Goal: Copy out exactly each line from the line with "the worker in" through the last line of the material below.
* start Data for this task *
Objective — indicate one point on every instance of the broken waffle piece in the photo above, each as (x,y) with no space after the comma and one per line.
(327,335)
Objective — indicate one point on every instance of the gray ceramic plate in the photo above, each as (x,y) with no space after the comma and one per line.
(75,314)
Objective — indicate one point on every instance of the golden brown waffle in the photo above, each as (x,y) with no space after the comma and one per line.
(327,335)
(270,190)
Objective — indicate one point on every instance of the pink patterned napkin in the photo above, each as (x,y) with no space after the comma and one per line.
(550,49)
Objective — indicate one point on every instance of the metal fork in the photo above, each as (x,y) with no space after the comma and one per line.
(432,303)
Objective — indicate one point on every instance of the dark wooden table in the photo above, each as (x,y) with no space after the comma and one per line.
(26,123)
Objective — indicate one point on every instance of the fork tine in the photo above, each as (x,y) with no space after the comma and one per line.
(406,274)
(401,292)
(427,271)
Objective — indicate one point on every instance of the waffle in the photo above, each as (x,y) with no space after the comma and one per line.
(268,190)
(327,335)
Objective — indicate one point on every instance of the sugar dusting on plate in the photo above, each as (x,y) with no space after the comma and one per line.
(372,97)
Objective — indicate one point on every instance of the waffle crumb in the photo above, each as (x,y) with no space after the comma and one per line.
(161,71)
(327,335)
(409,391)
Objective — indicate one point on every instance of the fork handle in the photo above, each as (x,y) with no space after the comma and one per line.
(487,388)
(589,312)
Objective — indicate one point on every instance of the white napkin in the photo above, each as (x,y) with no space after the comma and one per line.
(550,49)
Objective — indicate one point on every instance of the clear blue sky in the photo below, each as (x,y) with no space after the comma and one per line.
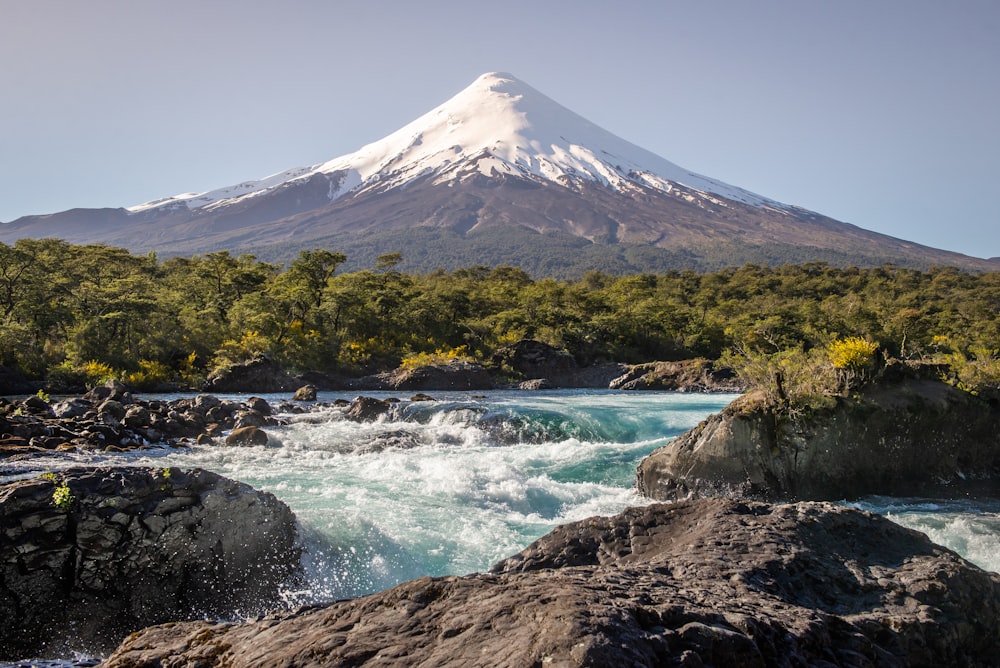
(881,113)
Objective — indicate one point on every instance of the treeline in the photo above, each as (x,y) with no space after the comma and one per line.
(73,314)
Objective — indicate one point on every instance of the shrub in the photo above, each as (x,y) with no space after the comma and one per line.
(92,374)
(150,374)
(63,498)
(794,378)
(439,356)
(853,353)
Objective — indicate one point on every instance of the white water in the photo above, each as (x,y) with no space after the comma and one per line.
(454,485)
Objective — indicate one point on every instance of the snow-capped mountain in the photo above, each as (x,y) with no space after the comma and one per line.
(498,174)
(498,126)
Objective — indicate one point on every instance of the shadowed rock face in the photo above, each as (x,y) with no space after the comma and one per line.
(895,437)
(700,583)
(128,547)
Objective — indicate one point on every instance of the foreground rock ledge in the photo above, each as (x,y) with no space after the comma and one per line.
(700,583)
(894,437)
(128,547)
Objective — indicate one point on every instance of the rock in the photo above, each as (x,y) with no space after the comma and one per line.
(259,405)
(136,417)
(113,408)
(129,547)
(533,359)
(305,393)
(112,389)
(368,409)
(13,381)
(543,367)
(894,437)
(250,435)
(454,375)
(36,404)
(706,583)
(71,408)
(258,375)
(697,375)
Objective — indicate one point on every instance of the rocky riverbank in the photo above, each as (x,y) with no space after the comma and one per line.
(89,555)
(905,433)
(709,582)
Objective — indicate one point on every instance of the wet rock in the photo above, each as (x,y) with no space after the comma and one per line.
(534,359)
(368,409)
(260,405)
(705,583)
(112,389)
(113,408)
(122,548)
(71,408)
(250,435)
(697,375)
(454,375)
(36,404)
(305,393)
(893,437)
(258,375)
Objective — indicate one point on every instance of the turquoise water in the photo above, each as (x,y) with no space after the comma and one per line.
(450,486)
(454,485)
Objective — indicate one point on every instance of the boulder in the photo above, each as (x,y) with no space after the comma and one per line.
(533,359)
(91,554)
(895,436)
(705,583)
(454,375)
(258,375)
(13,381)
(543,367)
(368,409)
(305,393)
(697,375)
(112,389)
(250,435)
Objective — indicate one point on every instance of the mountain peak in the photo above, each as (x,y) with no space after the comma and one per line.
(497,126)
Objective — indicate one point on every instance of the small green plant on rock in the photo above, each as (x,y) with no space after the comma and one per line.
(63,498)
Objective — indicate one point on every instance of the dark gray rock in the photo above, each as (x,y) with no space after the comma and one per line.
(706,583)
(893,437)
(697,375)
(250,435)
(305,393)
(123,548)
(258,375)
(368,409)
(454,375)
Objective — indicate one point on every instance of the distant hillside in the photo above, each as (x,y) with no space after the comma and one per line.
(499,174)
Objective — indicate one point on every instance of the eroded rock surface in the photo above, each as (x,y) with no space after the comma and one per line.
(122,548)
(697,375)
(894,437)
(703,583)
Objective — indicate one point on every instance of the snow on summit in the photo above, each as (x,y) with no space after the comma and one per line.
(497,126)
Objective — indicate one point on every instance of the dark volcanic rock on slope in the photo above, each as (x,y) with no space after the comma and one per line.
(258,375)
(90,555)
(697,375)
(894,437)
(703,583)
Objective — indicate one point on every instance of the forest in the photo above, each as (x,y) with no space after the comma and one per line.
(83,314)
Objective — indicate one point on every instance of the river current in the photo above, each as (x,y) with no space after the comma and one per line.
(452,486)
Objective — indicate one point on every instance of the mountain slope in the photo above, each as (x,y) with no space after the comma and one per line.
(498,160)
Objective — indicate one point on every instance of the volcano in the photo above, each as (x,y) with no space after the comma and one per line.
(499,174)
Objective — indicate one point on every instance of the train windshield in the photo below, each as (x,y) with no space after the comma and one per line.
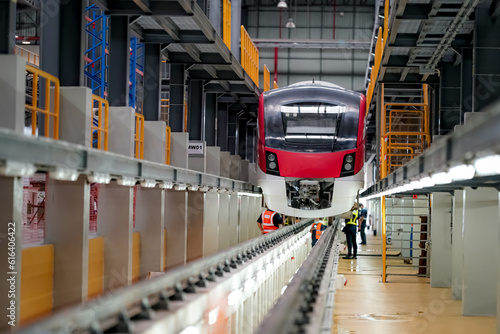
(311,119)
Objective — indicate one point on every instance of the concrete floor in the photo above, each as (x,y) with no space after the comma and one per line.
(404,305)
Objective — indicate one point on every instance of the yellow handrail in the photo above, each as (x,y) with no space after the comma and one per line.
(102,122)
(31,57)
(249,56)
(226,28)
(267,79)
(139,136)
(167,145)
(35,105)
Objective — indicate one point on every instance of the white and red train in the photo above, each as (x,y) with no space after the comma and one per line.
(311,148)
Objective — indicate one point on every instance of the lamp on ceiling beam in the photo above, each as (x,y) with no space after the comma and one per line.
(282,4)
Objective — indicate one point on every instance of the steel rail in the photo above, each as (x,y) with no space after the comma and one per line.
(290,314)
(118,307)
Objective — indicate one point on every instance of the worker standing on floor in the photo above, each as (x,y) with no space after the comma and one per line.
(269,221)
(350,230)
(316,229)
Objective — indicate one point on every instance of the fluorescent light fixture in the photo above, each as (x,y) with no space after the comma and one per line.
(427,182)
(64,174)
(166,185)
(290,24)
(234,297)
(282,4)
(213,315)
(462,172)
(148,183)
(180,187)
(489,165)
(99,178)
(441,178)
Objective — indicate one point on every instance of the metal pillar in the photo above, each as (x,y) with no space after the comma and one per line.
(176,104)
(119,56)
(222,127)
(196,106)
(235,27)
(486,82)
(7,26)
(152,87)
(11,222)
(67,216)
(71,42)
(210,111)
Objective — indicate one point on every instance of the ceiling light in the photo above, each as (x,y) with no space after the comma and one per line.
(282,4)
(462,172)
(489,165)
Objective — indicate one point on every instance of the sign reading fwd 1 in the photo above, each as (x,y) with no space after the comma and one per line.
(196,148)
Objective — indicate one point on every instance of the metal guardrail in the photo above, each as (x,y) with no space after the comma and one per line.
(50,110)
(116,309)
(291,312)
(102,128)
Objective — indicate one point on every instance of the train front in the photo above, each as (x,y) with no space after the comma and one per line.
(311,149)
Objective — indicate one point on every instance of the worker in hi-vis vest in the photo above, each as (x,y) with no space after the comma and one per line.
(316,229)
(269,221)
(350,229)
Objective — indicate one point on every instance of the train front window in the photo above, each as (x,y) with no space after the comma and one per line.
(311,123)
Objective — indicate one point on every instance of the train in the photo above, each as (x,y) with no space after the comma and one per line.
(311,148)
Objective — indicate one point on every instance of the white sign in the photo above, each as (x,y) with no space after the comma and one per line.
(196,147)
* end Data for this task *
Correct response:
Objective — indicate one point on every instance of the worker in hi-vis vest in the photo above, each as (x,y) with no space after the comma and one per line.
(316,229)
(269,221)
(350,229)
Objective — indicate one point on every instance of the train front window in the photo above, each as (x,y) with no space after the comma and one per line.
(311,123)
Objective — indicate one point on every instance of the train in the photo above, each as (x,y) with no space after the comma and one per line.
(311,148)
Objective — indicate one point on every instance of the white sign in the photo above, each as (x,y) with no space after the comma and one per line.
(196,147)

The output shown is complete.